*** Opening Input data ***
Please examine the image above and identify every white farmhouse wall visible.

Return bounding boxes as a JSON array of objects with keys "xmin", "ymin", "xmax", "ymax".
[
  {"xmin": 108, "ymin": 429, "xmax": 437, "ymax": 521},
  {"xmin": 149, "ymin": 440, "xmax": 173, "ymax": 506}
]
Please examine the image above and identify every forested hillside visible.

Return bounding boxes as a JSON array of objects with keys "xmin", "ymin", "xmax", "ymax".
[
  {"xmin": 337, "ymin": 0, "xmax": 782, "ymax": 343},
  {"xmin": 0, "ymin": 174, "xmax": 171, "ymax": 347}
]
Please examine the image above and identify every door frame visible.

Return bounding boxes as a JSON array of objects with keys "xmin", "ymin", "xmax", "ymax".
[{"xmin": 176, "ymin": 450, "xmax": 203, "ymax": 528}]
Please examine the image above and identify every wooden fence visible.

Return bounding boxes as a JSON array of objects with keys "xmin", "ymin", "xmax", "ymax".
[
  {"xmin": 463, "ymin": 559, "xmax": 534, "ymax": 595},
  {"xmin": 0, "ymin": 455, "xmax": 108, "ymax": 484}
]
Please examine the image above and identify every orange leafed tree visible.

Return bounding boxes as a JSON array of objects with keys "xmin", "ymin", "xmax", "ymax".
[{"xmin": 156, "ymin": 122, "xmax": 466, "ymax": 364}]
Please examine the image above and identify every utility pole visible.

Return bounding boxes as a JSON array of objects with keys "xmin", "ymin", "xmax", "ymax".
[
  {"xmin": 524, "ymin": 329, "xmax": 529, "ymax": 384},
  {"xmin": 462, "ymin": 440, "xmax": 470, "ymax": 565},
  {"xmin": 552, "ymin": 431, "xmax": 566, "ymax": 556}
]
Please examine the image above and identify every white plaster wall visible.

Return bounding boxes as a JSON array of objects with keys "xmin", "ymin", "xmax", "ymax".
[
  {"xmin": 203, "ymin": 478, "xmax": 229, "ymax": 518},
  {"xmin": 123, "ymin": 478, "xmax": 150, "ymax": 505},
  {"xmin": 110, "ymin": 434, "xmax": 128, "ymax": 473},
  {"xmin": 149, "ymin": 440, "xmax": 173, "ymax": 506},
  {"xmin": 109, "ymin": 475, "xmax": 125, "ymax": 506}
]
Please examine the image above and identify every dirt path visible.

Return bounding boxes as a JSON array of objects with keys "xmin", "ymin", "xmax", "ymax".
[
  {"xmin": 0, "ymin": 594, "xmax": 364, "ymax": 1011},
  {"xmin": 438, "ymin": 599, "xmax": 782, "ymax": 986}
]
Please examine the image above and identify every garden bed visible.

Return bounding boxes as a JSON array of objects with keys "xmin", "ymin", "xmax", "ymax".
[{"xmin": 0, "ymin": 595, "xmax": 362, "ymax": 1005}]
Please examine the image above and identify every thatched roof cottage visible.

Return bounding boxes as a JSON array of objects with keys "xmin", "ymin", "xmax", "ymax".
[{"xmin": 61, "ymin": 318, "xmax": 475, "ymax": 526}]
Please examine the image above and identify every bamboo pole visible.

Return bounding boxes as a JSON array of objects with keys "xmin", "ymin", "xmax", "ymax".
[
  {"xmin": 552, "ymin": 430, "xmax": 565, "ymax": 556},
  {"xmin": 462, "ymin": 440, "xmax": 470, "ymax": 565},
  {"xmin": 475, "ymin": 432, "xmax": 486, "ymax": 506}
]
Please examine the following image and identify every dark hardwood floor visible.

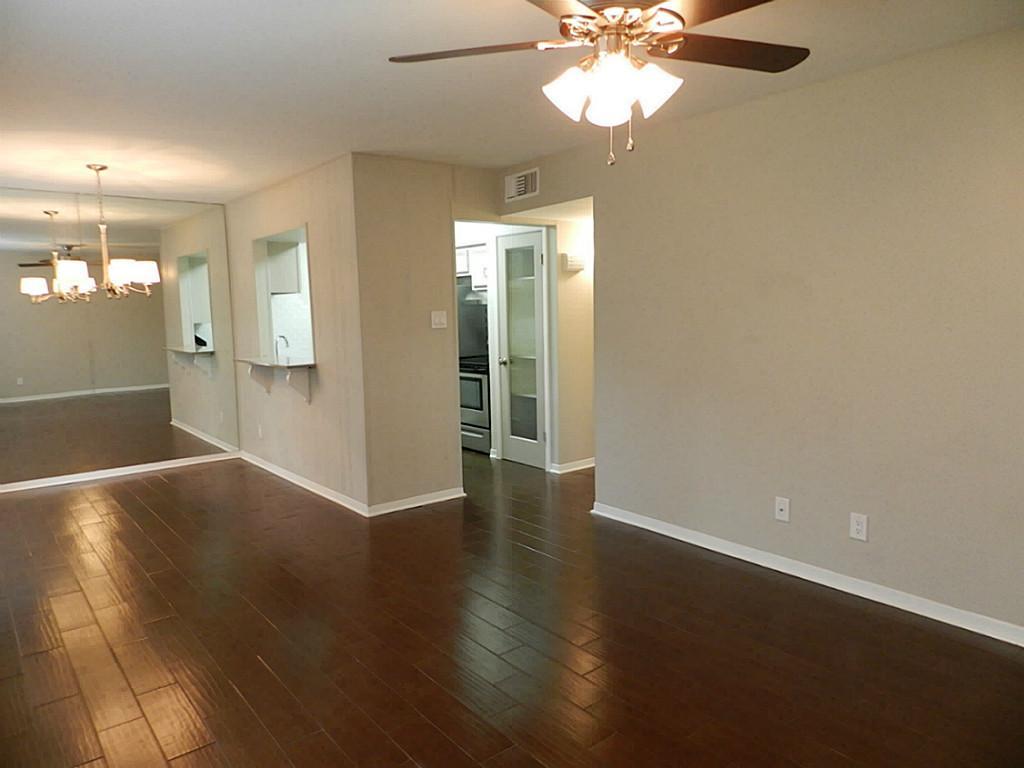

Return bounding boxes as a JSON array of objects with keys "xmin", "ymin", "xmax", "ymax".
[
  {"xmin": 0, "ymin": 390, "xmax": 222, "ymax": 484},
  {"xmin": 0, "ymin": 452, "xmax": 1021, "ymax": 766}
]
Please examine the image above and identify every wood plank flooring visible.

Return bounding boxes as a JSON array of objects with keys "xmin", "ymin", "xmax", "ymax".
[
  {"xmin": 0, "ymin": 390, "xmax": 222, "ymax": 484},
  {"xmin": 0, "ymin": 452, "xmax": 1021, "ymax": 766}
]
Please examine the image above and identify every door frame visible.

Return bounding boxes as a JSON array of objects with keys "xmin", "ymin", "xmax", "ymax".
[{"xmin": 452, "ymin": 221, "xmax": 554, "ymax": 469}]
*** Closing Input data ***
### About this exercise
Verbatim repetition of the entries is required, excluding any pictures.

### Response
Please examine the image above and identify every white farmhouse wall visible.

Return bounding boxes as a JSON array of objects with keys "xmin", "ymin", "xmax", "ymax".
[
  {"xmin": 108, "ymin": 429, "xmax": 437, "ymax": 521},
  {"xmin": 149, "ymin": 440, "xmax": 173, "ymax": 506}
]
Please examine the image above and identify every forested hillside visible.

Return bounding boxes as a JSON array of objects with keys "xmin", "ymin", "xmax", "ymax".
[
  {"xmin": 337, "ymin": 0, "xmax": 782, "ymax": 343},
  {"xmin": 0, "ymin": 174, "xmax": 171, "ymax": 347}
]
Please examine the image above and identify every door frame visible.

Return bounding boxes as a JSON array of objects with keys "xmin", "ymin", "xmax", "ymax".
[{"xmin": 176, "ymin": 450, "xmax": 203, "ymax": 528}]
Please examine the image above and identify every wooden fence visible.

Return bounding boxes as a JSON array of objects with keys "xmin", "ymin", "xmax", "ymax".
[
  {"xmin": 463, "ymin": 559, "xmax": 534, "ymax": 595},
  {"xmin": 0, "ymin": 455, "xmax": 108, "ymax": 484}
]
Please examine the image above and identify every orange leafed tree visible.

Return bounding boxes as a JSON array of objects with keys "xmin", "ymin", "xmax", "ymax".
[{"xmin": 156, "ymin": 122, "xmax": 466, "ymax": 364}]
Please examine the image above and identify every utility pole visible.

Return bounding boxes as a JSON array of objects with keys "xmin", "ymin", "xmax", "ymax".
[
  {"xmin": 524, "ymin": 329, "xmax": 529, "ymax": 384},
  {"xmin": 462, "ymin": 440, "xmax": 470, "ymax": 565},
  {"xmin": 552, "ymin": 431, "xmax": 566, "ymax": 556}
]
Please examine the image above and identify every white plaster wall visible.

Return bounding boxes as a JSON array of objects with keys "xmin", "ymin", "xmax", "ymax".
[
  {"xmin": 203, "ymin": 478, "xmax": 229, "ymax": 518},
  {"xmin": 123, "ymin": 478, "xmax": 150, "ymax": 505},
  {"xmin": 110, "ymin": 434, "xmax": 128, "ymax": 473},
  {"xmin": 149, "ymin": 440, "xmax": 173, "ymax": 506},
  {"xmin": 109, "ymin": 475, "xmax": 125, "ymax": 506}
]
Please examine the image above and identify every dirt path visible.

Return bounding boxes as a JSON array of objects with keys "xmin", "ymin", "xmax", "ymax".
[
  {"xmin": 0, "ymin": 594, "xmax": 364, "ymax": 1011},
  {"xmin": 438, "ymin": 599, "xmax": 782, "ymax": 986}
]
Please examine the image above and identify every garden bed visible.

Return bounding boxes as a JSON array of objects with keys "xmin", "ymin", "xmax", "ymax".
[{"xmin": 0, "ymin": 595, "xmax": 362, "ymax": 1005}]
Please examine the image above and identify every thatched roof cottage visible.

Return bounding boxes as a JSON array of objects with keys "xmin", "ymin", "xmax", "ymax".
[{"xmin": 61, "ymin": 318, "xmax": 475, "ymax": 526}]
Please examine the image above and identify every bamboo pole visible.

Return bounding boxes as a JSON array of objects with keys "xmin", "ymin", "xmax", "ymax".
[
  {"xmin": 552, "ymin": 430, "xmax": 565, "ymax": 556},
  {"xmin": 462, "ymin": 440, "xmax": 470, "ymax": 565},
  {"xmin": 475, "ymin": 432, "xmax": 486, "ymax": 506}
]
Please examine the following image and identify every dark hardwood floor visible.


Return bounding boxes as a JSON array of objects with keys "xmin", "ymin", "xmax", "ymax".
[
  {"xmin": 0, "ymin": 390, "xmax": 222, "ymax": 484},
  {"xmin": 0, "ymin": 452, "xmax": 1021, "ymax": 766}
]
Please examine the image above and identify every wood plank flooring visible.

Return bounding boxes as a JSON array of objects with keys "xmin", "ymin", "xmax", "ymax".
[
  {"xmin": 0, "ymin": 390, "xmax": 222, "ymax": 484},
  {"xmin": 0, "ymin": 452, "xmax": 1021, "ymax": 766}
]
Please examine the image above and identify every door frame visible.

Return bounding boxes as a JSON array of objects with keys "xmin", "ymin", "xmax", "ymax".
[{"xmin": 452, "ymin": 221, "xmax": 554, "ymax": 469}]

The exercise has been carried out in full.